--- Text under study ---
>>

The University of Tennessee is making the biggest update in about 40 years to its student code of conduct.

The UT System Board of Trustees approved the revised document at its meeting last week, and now the proposed changes go on for state-level approval.

One major addition to the code of conduct is known as the Good Samaritan and Medical Amnesty Policy.

Campus leaders say this is a standard policy in higher education and it's an important one to have on the books.

Imagine you're an underage college student at a party and your friend has had too much to drink and needs medical attention, but you've been drinking, too.

"You might not want to call the authorities because you're going to get yourself in trouble or you're going to get your friend in trouble," said UTK student body president and senior Carson Hollingsworth.

That's the case under the current code, he said, but the revised Student Code of Conduct includes protections for a such a situation.

"If I call on my own behalf because I feel like I'm potentially in danger, I would potentially receive amnesty," explained Vice Chancellor for Student Life Vince Carilli. "If I call on your behalf because I believe you are a danger to yourself or others, I would be a Good Samaritan and therefore not be subjected to the code, provided that it isn't a habitual abuse of the code."

But this new policy is no free pass.

"While you might not get a sanction from the university, you'll still maybe go through an educational process," Hollingsworth said.

"For us, part of the education is really sitting down and talking with students to learn a little bit about their experience," Carilli said. "For example, if someone is, you know, consistently finding themselves in need of help, do we have some dependency issues?"

<<

--- Provided records ---
>>

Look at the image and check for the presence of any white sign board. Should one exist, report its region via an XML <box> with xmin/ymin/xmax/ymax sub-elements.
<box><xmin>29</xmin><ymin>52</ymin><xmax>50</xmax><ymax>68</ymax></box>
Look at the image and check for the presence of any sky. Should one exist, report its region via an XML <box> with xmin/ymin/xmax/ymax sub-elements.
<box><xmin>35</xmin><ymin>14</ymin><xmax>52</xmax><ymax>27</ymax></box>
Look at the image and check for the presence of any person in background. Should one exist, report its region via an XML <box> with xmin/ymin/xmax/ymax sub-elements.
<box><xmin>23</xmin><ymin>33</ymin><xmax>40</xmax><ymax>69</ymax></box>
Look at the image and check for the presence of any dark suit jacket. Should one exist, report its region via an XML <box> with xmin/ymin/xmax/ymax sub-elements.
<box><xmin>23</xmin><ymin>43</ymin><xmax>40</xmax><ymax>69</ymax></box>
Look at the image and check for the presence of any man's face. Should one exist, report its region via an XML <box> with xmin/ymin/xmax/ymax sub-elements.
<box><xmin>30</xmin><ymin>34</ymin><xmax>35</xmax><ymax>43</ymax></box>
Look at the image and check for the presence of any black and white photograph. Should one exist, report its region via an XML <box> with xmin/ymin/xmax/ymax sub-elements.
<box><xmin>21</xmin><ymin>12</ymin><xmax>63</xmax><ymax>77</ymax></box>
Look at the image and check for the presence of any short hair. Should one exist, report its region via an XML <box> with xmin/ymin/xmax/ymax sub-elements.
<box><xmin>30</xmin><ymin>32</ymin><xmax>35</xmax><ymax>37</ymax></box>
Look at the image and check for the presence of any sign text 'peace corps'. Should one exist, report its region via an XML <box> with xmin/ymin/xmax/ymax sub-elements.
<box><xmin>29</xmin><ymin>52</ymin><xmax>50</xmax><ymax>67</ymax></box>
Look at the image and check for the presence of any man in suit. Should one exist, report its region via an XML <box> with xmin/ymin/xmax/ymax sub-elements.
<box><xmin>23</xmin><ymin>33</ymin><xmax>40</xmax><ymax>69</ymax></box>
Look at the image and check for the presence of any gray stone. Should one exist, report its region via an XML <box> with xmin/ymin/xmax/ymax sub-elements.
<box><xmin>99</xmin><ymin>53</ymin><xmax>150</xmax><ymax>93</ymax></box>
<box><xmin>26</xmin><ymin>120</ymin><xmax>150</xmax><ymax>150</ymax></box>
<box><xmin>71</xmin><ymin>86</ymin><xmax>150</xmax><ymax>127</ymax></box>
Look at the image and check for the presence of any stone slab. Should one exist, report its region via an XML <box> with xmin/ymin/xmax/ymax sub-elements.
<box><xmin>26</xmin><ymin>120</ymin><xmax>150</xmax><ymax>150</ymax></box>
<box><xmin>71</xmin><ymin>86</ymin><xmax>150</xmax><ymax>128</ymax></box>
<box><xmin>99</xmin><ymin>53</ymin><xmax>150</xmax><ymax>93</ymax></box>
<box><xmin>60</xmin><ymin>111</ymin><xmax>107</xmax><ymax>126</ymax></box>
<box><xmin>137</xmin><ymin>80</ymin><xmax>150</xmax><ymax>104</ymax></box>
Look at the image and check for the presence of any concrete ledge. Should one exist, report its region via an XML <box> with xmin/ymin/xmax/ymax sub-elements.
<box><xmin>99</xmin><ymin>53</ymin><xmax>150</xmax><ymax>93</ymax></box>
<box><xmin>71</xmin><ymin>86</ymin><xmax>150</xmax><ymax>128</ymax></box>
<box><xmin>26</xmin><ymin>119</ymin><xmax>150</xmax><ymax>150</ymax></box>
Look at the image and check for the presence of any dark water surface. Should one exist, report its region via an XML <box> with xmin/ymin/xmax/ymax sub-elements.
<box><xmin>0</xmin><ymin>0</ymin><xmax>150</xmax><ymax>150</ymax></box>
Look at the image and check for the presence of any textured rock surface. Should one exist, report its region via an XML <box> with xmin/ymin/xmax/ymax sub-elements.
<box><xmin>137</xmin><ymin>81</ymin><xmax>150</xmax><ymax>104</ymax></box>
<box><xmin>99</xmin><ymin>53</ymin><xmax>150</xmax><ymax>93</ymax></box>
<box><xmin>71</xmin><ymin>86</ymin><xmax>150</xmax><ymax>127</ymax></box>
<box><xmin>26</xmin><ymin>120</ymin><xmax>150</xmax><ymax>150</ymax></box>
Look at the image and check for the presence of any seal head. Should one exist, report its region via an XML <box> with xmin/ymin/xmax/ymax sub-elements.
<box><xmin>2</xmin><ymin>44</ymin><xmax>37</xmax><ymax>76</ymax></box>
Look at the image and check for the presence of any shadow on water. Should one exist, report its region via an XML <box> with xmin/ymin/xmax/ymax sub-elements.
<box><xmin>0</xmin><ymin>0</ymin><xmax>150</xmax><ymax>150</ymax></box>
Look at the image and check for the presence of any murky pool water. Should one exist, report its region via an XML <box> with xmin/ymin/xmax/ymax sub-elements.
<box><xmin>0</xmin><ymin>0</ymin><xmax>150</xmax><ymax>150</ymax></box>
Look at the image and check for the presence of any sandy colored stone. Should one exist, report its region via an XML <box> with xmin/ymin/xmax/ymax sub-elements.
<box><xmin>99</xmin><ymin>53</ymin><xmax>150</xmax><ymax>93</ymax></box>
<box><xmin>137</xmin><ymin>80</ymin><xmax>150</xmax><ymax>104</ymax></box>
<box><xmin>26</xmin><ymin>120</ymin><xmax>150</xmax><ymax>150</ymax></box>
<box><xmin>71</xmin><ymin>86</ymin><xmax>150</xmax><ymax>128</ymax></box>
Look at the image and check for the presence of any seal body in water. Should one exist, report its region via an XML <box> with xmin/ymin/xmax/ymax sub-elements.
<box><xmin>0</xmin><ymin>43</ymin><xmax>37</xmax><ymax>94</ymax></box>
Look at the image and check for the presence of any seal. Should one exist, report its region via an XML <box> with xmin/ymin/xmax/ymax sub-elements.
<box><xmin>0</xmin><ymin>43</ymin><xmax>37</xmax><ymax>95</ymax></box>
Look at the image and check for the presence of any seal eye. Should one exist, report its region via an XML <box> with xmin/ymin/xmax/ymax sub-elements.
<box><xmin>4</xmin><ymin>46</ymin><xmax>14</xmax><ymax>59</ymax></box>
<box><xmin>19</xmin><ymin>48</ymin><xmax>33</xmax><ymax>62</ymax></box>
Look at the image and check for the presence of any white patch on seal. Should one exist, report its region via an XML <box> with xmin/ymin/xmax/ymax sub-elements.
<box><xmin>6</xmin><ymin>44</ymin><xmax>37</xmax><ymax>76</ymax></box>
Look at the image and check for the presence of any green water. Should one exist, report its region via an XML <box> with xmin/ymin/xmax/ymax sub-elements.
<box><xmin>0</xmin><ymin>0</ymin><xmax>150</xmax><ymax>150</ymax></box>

<<

--- Task instructions ---
(a) Answer these from the article on the University of Tennessee's student code of conduct:
(i) Which body approved the revised document at its meeting last week?
(ii) What is the name of the major addition to the code of conduct?
(iii) What position does Vince Carilli hold?
(b) From the article on the University of Tennessee's student code of conduct, return the part that opens with the words containing "One major addition" and closes with "senior Carson Hollingsworth.".

--- Answers per task ---
(a)
(i) The UT System Board of Trustees.
(ii) The Good Samaritan and Medical Amnesty Policy.
(iii) Vice Chancellor for Student Life.

(b)
One major addition to the code of conduct is known as the Good Samaritan and Medical Amnesty Policy.

Campus leaders say this is a standard policy in higher education and it's an important one to have on the books.

Imagine you're an underage college student at a party and your friend has had too much to drink and needs medical attention, but you've been drinking, too.

"You might not want to call the authorities because you're going to get yourself in trouble or you're going to get your friend in trouble," said UTK student body president and senior Carson Hollingsworth.